=== Source extract ===
-- start --
The following figure shows the average speed of each data point in knots per grid cell, regardless of on-time performance designation.

Code
ggplot(jun2025_net) +
  geom_sf(data = boroughs, color = "white") +
  geom_sf(data = landings, color = "black", size = 2, alpha = 0.5) +
  geom_sf(aes(fill = mean_speed), color = NA) +
  coord_sf(
    xlim = c(bbox_hull["xmin"] - 100, bbox_hull["xmax"] + 100),
    ylim = c(bbox_hull["ymin"] - 200, bbox_hull["ymax"] + 200),
    expand = FALSE
  ) +
  scale_fill_viridis_c(option = "D", name = "Knots") +
  labs(title = "Mean Vessel Speed by Cell") +
  theme_solid() +
  theme(
    plot.title = element_text(size = 16),
    plot.title.position = "plot"
  )

2.3.10 Kernel Density Plots — Hourly

To analyze how OTP changes spatially throughout the PM peak, kernel densities of excessively late data points were mapped for each hour between 1pm and 10pm.

Code
make_hourly_kd <- function(hour_val) {
  net <- st_join(fishnet_swiftly, jun2025_reference_week_excessively_lates_sf, join = st_intersects) %>%
    group_by(uniqueID) %>%
    filter(hour == hour_val) %>%
    summarise(mean_speed = mean(knots, na.rm = TRUE), n = n(), .groups = "drop")
  kd <- density.ppp(as.ppp(st_coordinates(net), W = st_bbox(jun2025_net)), sigma = 1000)
  kd
}

kd_list <- list(
  '1PM'  = make_hourly_kd("13"),
  '2PM'  = make_hourly_kd("14"),
  '3PM'  = make_hourly_kd("15"),
  '4PM'  = make_hourly_kd("16"),
  '5PM'  = make_hourly_kd("17"),
  '6PM'  = make_hourly_kd("18"),
  '7PM'  = make_hourly_kd("19"),
  '8PM'  = make_hourly_kd("20"),
  '9PM'  = make_hourly_kd("21"),
  '10PM' = make_hourly_kd("22")
)

all_values <- unlist(lapply(kd_list, \(kd) as.data.frame(kd)$value))
global_limits <- range(all_values, na.rm = TRUE)

plots <- imap(kd_list, ~{
  sf_pts <- st_as_sf(as.data.frame(.x), coords = c("x", "y"), crs = st_crs(jun2025_net))
  agg <- aggregate(sf_pts["value"], jun2025_net, mean, na.rm = TRUE)
-- end --
[Stored entries]
-- start --
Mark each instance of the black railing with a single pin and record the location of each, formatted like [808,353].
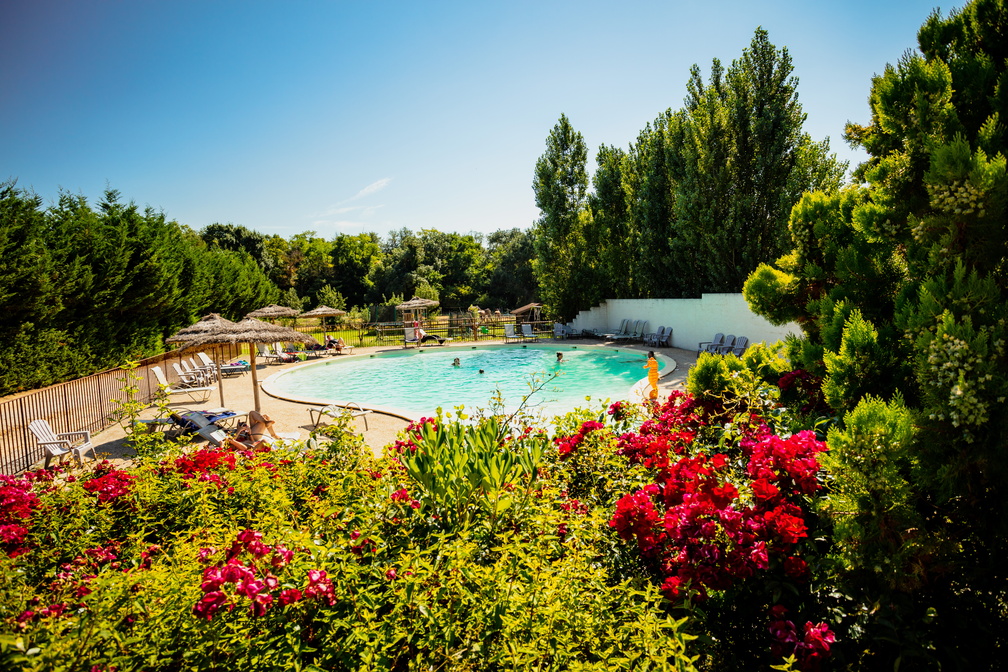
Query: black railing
[92,403]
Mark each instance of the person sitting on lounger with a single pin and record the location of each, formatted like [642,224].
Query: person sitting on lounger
[420,336]
[253,433]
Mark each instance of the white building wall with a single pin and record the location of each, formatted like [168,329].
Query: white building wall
[693,319]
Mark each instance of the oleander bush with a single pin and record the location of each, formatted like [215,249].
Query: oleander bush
[205,558]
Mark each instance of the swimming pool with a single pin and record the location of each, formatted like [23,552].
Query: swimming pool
[416,382]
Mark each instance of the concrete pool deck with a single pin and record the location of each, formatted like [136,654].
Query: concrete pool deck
[293,416]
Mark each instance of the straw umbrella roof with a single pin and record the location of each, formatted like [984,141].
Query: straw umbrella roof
[323,311]
[273,310]
[417,303]
[207,324]
[250,330]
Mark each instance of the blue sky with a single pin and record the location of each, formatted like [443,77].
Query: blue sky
[351,117]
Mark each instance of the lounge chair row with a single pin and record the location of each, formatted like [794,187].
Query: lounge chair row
[722,345]
[413,337]
[631,330]
[526,333]
[561,331]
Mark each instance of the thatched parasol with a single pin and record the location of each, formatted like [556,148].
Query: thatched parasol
[324,311]
[207,324]
[273,311]
[252,331]
[416,304]
[530,309]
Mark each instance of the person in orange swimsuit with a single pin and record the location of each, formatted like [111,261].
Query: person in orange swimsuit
[652,374]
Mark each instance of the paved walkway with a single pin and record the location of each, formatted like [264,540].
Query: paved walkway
[293,417]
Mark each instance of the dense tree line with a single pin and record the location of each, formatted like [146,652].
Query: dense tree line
[695,205]
[355,270]
[86,288]
[901,286]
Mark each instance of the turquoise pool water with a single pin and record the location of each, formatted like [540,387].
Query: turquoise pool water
[417,382]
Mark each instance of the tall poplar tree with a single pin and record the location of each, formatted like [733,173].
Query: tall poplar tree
[560,186]
[901,286]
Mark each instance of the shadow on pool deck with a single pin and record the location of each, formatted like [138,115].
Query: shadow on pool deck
[292,416]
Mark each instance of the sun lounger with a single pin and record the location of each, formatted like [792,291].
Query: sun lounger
[335,411]
[509,333]
[75,443]
[191,391]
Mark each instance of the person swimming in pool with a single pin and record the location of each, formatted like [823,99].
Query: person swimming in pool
[421,337]
[652,374]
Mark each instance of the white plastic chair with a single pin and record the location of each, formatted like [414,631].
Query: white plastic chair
[64,443]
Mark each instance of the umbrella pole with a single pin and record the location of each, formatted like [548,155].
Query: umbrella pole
[255,379]
[220,382]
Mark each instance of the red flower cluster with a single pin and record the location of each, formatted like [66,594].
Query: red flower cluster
[619,410]
[809,650]
[805,389]
[567,444]
[204,461]
[109,483]
[402,495]
[225,584]
[17,500]
[691,523]
[672,429]
[366,545]
[50,612]
[704,525]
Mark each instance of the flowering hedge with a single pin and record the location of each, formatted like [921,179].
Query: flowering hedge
[727,519]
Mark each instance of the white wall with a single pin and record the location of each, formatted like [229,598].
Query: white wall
[693,319]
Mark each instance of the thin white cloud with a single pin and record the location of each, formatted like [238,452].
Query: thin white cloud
[373,187]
-- end --
=== Directions for this task ===
Answer these about the mapping excerpt:
(a) In what unit is the average speed per grid cell shown?
(b) What title is given to the speed map?
(c) For which span of hours were kernel densities of excessively late data points mapped?
Draw every answer from the mapping excerpt alone.

=== Task result ===
(a) Knots.
(b) "Mean Vessel Speed by Cell"
(c) Each hour between 1pm and 10pm.